• Task instructions: Write out again, exactly as they stand, the line that includes "[locate] the balcony floor" and all remaining lines of the entries.

• Data:
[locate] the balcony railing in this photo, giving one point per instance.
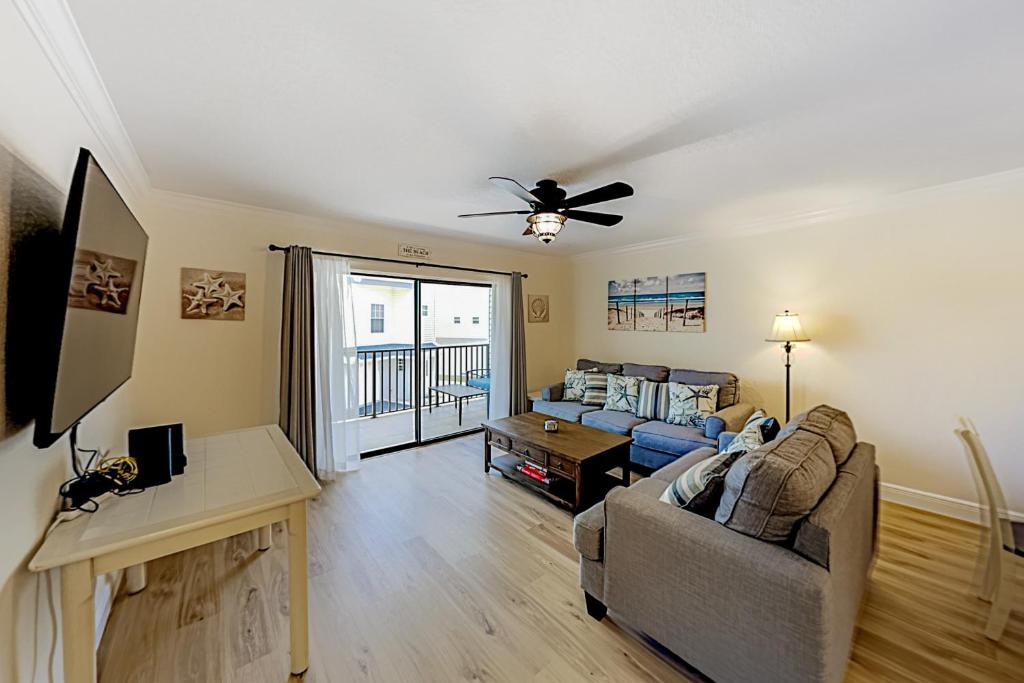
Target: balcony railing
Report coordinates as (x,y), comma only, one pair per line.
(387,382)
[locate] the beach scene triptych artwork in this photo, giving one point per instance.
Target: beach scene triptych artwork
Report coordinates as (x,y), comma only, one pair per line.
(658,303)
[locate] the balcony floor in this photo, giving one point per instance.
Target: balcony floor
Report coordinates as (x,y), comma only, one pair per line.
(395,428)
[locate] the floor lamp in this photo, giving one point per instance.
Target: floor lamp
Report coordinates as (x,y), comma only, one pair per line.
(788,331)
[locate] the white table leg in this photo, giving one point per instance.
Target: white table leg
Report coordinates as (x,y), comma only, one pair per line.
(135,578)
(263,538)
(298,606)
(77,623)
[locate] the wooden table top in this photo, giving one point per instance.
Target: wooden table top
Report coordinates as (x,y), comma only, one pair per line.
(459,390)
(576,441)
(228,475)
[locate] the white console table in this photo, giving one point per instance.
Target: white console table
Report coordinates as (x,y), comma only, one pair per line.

• Written response:
[locate] the balcony floor in this photo, giving one point per instance.
Target: balcony floor
Report coordinates as (x,y), comma only, one pair per line.
(395,428)
[locate] the floor lamp in this photo, giving one point per instance.
Target: floor lamp
Report coordinates as (x,y), comma only, one pair per line.
(788,331)
[locate] the white table leg in this photo, giving one point per instance.
Target: white table leg
Report coordinates as (x,y), comma only, one pair per line.
(135,578)
(263,538)
(298,606)
(77,623)
[locate] the wooden table top in this photo, giving one point per instance.
Target: wooden table top
Report coordinates as (x,y), comma only, one pair per line.
(459,390)
(576,441)
(228,475)
[locate] the white console table in this photo, giving one point per instance.
Target: white console table
Report coordinates as (x,y), comma only, one pair per line.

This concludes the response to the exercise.